What you will do |
(1) In the post about anxiety and depression, which drug helped the writer sleep over the weekend?
(2) Translate this sentence from the post about anxiety and depression into Spanish: "I finally got a good night's sleep last night and woke up feeling so much better."
(3) Extend the post about anxiety and depression with one more paragraph, picking up after its closing question.

:: Passage for review ::

The anxiety that I had been dealing with when I last saw my psychiatrist turned into this anxious, irritable depression. And then over the weekend I couldn't sleep. I turned to yet another drug: benadryl, which helped. I finally got a good night's sleep last night and woke up feeling so much better. I didn't even take any klonopin today, I didn't feel that anxiety. It was gone.
I even managed to get two things accomplished this weekend: I took my car in for servicing and went to Costco to pick up my provigil and shop. But these things really drained me.
I confess I am having a few "when is it going to get any easier" moments. This only lasted a week, I should be grateful- but it is so disruptive. How are you supposed to figure out how to live your life when half the time you are not sure you want to live?

:::
:: Source data ::

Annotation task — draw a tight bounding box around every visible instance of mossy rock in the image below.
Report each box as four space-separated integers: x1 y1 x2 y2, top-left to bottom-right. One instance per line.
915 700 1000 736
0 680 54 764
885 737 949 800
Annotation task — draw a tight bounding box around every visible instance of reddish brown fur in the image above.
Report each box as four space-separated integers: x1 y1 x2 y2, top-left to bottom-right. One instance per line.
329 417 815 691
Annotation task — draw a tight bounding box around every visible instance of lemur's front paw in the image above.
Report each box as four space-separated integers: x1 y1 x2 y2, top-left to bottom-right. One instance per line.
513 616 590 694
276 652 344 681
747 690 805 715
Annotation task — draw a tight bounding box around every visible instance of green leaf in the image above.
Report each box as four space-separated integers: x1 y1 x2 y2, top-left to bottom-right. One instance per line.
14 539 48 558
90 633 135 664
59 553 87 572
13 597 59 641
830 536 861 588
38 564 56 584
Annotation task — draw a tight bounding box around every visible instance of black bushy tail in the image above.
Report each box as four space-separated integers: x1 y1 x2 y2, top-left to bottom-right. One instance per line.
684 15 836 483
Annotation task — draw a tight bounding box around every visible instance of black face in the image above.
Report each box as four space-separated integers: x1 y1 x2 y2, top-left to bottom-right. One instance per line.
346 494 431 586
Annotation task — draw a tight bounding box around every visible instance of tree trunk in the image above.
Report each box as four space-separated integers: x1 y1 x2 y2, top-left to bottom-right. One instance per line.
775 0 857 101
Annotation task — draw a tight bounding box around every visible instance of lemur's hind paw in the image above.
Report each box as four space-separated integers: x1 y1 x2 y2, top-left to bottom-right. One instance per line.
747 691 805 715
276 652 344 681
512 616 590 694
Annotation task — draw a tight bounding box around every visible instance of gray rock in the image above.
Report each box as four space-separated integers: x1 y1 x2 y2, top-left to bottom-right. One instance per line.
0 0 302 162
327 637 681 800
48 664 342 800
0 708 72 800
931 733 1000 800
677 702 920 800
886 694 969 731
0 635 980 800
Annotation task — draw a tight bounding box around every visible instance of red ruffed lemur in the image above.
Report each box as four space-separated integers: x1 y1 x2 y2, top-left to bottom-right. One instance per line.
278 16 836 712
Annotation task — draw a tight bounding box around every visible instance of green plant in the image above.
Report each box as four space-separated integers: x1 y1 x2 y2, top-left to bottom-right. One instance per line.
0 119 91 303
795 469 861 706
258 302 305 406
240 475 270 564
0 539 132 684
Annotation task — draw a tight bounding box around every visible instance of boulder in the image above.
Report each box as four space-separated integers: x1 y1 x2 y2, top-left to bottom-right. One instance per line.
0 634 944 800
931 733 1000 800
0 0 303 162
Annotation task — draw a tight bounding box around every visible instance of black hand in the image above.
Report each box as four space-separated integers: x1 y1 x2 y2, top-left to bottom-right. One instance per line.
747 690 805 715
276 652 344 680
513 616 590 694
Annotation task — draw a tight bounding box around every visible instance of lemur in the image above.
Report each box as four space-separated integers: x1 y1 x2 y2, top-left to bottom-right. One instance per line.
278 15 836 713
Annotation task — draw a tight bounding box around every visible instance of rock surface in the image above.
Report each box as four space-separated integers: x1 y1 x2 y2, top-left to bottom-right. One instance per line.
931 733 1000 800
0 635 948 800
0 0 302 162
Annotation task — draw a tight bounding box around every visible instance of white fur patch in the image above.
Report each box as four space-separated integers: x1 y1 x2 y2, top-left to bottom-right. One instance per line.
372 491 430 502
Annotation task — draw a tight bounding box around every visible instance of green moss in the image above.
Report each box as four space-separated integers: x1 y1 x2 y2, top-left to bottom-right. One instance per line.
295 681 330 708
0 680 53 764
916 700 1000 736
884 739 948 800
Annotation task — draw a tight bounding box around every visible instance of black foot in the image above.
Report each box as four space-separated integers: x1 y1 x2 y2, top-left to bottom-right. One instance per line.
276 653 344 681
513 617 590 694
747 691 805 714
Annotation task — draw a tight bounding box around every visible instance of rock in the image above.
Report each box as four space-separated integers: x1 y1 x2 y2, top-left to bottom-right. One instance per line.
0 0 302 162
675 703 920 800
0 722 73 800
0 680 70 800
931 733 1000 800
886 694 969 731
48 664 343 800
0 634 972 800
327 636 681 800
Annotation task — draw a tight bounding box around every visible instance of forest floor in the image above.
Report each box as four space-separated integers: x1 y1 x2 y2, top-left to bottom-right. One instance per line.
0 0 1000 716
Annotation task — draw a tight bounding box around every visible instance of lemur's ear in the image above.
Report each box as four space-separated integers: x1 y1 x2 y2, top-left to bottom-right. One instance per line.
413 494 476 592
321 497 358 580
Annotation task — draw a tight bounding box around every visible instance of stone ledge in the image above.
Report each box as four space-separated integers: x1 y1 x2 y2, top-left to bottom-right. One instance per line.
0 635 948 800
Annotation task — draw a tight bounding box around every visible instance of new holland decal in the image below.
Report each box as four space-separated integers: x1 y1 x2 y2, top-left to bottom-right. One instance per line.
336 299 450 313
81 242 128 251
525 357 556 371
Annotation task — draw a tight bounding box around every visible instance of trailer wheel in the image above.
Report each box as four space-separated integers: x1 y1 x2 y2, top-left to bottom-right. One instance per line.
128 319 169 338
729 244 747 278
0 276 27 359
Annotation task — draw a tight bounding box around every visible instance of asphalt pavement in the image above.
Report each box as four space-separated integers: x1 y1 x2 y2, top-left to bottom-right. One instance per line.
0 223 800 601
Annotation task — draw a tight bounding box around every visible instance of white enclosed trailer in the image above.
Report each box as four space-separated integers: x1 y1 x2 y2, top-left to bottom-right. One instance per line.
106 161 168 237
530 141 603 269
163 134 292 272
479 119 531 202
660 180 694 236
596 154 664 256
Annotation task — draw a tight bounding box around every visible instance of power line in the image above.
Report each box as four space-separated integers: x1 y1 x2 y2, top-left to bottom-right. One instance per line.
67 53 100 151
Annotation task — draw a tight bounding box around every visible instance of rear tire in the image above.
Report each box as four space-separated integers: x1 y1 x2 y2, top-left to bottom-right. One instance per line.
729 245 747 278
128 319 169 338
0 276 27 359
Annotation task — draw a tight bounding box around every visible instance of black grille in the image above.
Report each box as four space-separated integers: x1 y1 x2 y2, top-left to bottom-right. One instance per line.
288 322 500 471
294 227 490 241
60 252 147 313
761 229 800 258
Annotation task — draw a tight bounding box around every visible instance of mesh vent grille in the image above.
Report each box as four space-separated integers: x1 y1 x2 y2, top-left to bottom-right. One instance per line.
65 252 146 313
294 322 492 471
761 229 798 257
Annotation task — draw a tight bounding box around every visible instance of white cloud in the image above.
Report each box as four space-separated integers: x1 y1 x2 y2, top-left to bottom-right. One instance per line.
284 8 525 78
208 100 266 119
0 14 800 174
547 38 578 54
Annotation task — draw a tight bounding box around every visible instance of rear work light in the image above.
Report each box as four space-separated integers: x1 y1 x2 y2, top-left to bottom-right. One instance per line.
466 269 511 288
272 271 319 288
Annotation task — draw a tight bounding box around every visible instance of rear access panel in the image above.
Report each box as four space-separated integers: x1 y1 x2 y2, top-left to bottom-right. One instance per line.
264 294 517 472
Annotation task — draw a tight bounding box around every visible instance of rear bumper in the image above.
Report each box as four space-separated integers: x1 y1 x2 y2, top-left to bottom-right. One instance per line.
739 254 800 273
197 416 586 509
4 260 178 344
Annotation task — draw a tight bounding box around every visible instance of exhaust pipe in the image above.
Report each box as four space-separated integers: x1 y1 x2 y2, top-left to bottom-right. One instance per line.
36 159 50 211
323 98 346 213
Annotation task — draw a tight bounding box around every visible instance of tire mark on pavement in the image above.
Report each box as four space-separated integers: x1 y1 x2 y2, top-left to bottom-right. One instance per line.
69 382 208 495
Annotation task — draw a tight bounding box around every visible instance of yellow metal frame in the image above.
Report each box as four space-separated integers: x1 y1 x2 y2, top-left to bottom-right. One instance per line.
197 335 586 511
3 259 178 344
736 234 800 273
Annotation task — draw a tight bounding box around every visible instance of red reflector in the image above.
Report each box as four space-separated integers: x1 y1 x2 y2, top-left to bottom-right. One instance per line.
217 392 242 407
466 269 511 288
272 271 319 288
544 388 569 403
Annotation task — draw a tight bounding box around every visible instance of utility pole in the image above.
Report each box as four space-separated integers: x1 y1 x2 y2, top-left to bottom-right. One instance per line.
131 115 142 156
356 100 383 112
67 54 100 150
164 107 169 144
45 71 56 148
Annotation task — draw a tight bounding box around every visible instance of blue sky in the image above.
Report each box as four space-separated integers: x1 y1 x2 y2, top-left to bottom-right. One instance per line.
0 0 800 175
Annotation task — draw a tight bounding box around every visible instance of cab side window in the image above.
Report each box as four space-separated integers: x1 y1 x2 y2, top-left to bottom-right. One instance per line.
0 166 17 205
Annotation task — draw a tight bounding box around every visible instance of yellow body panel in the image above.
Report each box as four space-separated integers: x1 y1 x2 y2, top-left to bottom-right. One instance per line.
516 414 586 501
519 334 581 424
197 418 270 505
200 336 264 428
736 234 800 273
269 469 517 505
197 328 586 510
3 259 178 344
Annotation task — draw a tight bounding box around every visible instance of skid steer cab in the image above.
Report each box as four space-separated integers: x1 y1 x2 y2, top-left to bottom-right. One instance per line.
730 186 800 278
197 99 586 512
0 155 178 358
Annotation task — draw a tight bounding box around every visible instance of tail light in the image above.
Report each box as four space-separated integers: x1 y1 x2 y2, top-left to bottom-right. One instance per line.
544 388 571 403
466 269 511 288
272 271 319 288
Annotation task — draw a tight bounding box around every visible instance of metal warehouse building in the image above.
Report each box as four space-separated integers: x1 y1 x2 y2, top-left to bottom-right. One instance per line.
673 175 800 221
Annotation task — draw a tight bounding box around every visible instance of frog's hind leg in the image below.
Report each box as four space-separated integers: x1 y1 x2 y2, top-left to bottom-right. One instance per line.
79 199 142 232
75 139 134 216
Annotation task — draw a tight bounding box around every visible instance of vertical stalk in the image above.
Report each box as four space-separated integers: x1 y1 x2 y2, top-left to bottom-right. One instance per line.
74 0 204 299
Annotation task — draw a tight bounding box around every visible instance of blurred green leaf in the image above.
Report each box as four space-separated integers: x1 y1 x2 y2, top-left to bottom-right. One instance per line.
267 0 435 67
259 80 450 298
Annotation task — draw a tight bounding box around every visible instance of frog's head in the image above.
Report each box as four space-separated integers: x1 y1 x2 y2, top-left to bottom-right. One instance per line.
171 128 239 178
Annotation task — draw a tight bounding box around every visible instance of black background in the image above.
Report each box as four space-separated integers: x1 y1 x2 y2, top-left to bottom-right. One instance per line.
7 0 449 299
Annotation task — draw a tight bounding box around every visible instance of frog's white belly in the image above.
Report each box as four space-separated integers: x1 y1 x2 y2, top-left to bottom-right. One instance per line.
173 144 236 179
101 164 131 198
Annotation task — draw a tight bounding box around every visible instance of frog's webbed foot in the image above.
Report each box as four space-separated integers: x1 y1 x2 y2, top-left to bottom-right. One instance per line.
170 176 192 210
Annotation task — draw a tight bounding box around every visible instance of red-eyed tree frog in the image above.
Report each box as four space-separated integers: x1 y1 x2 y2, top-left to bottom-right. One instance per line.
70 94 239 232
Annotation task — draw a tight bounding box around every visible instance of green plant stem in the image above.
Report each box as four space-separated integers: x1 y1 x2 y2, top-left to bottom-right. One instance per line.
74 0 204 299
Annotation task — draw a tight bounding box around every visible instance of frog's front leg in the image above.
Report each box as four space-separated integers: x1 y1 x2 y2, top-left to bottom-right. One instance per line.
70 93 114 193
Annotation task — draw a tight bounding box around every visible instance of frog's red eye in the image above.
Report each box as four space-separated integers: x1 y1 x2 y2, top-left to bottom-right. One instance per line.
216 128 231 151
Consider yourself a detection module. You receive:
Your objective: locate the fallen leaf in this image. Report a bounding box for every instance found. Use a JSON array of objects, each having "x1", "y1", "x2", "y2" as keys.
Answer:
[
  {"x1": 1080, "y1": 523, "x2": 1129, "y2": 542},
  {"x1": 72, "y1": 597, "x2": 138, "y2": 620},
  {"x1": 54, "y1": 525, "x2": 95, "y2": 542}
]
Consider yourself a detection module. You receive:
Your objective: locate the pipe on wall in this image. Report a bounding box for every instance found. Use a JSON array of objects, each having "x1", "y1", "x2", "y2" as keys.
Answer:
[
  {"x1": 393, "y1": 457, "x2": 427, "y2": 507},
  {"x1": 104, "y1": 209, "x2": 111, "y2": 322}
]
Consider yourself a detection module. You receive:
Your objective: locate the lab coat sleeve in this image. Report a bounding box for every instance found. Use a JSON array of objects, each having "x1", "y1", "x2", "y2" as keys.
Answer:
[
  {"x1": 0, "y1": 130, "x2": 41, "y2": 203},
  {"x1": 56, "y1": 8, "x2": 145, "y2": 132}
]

:::

Responses by item number |
(1) Benadryl.

(2) Por fin anoche dormí bien y me desperté sintiéndome mucho mejor.

(3)
But I think I am not just dealing with a mood disorder- I am dealing with the collateral damage from it. I didn't spend my twenties and early thirties figuring out my social identity, finding my soul mate, establishing structure and routines in my life. I spent these years in and out of psych hospitals. There is a lot that I never learned. This makes life that much harder, even when I am not in the midst of an episode. Plus my learning disabilities- that doesn't help either.
I'm not sure how to fix that piece. I thought that therapy might- but it hasn't. I think I need more structure. But I will have to create my own, and that isn't easy.